◆ **Task objective**: Reproduce verbatim the lines beginning with the one that contains "Put a dot on the yellow" and ending with the one that contains "Target: yellow banana", both included, and omit the pictures from your answer.

◆ **Records for processing**:
╭──

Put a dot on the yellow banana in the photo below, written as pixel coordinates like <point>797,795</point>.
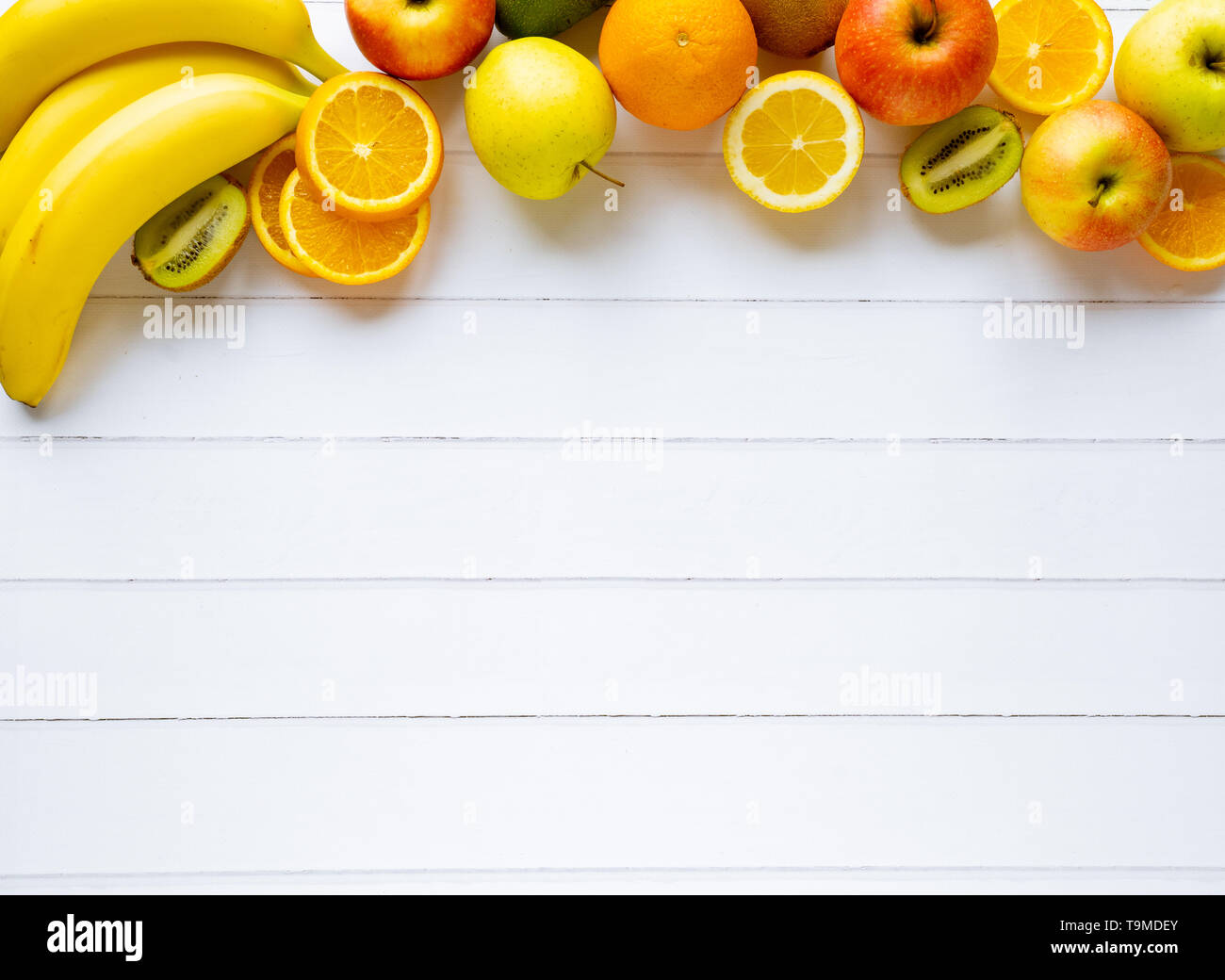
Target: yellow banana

╰──
╭──

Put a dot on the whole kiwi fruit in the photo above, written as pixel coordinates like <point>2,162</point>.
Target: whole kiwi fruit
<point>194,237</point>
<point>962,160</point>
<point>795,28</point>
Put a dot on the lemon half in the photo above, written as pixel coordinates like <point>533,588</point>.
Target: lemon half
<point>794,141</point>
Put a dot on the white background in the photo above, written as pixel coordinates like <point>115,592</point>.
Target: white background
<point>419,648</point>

╰──
╭──

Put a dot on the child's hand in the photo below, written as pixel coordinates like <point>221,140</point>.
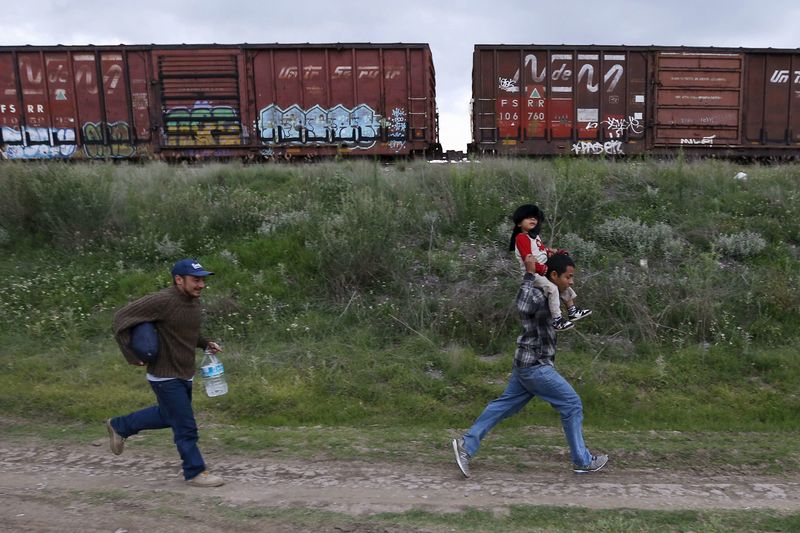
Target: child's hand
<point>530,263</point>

╰──

◆ **Result**:
Put a dot on the yellow banana in the photo below, written as pixel coordinates like <point>797,795</point>.
Target: yellow banana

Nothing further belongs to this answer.